Submitting jobs

Once you have logged in to a front-end server, there are two ways to submit a job: as an interactive job, or in batch mode.

Interactive Job

An interactive job is the preferred method for prototyping, debugging, and testing code. It should be remembered that any disruption in connection (due to inactivity, timeouts, etc.) will exit the job and free the allocated resources. For this reason, any job lasting more than an hour should probably instead use the batch mode described in the next section.

To submit an interactive job, use qsub with the -I flag:

qsub -I -l nodes={# of nodes}:{node features/properties}:ppn={# of processors per node} -l walltime={HH:MM:SS}

If you need X11 forwarding (for graphical applications), add -X.

The interactive job starts a command-line shell on the requested node where the job-related commands/scripts can be executed. For example:

l@muse ~> ssh lsh@vortex.sciclone.wm.edu
Password: 
...
11 [vortex] qsub -I -l nodes=1:vortex:ppn=1 -l walltime=00:05:00
qsub: waiting for job 5207204 to start
qsub: job 5207204 ready

11 [vx01] sleep 5; echo This is technically a job!
This is technically a job!

Exercise set:
a) According to the job submission guide, what happens to an interactive job if the connection is disrupted?
b) Echo the stretch of the job submission guide from "If you need" through "echo This is technically a job!".
These records have no connection to the job submission guide.

Items from a data source
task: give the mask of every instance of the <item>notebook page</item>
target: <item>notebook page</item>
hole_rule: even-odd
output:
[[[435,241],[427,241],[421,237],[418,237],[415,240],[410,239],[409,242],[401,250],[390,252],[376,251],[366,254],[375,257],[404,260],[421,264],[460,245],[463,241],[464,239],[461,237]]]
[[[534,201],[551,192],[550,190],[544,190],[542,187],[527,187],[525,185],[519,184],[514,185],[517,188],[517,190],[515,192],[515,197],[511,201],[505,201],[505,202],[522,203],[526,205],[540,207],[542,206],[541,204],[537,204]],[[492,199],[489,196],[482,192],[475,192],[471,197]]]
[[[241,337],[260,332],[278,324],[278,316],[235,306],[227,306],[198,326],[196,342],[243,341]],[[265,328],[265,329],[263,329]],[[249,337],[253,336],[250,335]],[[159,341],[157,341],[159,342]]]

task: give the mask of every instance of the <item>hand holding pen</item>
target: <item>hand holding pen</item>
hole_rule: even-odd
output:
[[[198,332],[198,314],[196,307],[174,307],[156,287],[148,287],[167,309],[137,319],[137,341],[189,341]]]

==

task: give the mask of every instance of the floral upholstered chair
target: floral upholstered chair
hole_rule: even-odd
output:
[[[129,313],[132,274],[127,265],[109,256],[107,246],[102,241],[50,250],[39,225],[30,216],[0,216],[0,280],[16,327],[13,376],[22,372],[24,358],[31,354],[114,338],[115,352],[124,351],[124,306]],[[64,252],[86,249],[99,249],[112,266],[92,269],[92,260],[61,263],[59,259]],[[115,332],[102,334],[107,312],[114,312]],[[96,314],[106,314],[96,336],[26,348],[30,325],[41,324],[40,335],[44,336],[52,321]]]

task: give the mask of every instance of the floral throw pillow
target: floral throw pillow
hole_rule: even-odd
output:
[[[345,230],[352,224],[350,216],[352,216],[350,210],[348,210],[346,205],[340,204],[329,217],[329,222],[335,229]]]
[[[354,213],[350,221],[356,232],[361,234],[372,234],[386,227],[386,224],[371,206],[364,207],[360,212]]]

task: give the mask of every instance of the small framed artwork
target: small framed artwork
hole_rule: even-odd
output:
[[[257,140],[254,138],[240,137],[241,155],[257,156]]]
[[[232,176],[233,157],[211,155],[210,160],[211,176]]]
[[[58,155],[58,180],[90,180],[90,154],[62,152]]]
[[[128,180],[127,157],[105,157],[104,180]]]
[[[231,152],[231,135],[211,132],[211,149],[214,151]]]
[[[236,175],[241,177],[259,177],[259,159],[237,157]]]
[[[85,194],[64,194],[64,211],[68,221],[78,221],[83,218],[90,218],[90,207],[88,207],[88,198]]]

* * *

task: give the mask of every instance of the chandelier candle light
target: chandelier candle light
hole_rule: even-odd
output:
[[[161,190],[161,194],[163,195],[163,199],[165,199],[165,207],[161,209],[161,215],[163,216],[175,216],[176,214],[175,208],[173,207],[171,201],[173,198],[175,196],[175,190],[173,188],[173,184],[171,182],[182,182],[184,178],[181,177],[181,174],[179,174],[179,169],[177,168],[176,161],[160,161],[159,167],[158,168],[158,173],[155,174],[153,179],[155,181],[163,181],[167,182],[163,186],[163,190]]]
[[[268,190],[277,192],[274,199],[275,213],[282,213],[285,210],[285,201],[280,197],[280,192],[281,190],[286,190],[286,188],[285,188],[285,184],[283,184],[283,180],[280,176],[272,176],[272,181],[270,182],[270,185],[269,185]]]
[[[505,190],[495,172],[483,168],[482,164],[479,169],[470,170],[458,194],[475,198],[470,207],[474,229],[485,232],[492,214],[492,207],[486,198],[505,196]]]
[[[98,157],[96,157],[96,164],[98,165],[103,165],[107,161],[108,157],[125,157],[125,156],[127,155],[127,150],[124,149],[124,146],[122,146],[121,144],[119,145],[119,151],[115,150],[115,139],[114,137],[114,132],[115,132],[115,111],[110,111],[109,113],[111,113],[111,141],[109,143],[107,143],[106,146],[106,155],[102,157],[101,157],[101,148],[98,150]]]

Task solutions:
a) The job exits and the allocated resources are freed.

b)
If you need X11 forwarding (for graphical applications), add -X.

The interactive job starts a command-line shell on the requested node where the job-related commands/scripts can be executed. For example:

l@muse ~> ssh lsh@vortex.sciclone.wm.edu
Password: 
...
11 [vortex] qsub -I -l nodes=1:vortex:ppn=1 -l walltime=00:05:00
qsub: waiting for job 5207204 to start
qsub: job 5207204 ready

11 [vx01] sleep 5; echo This is technically a job!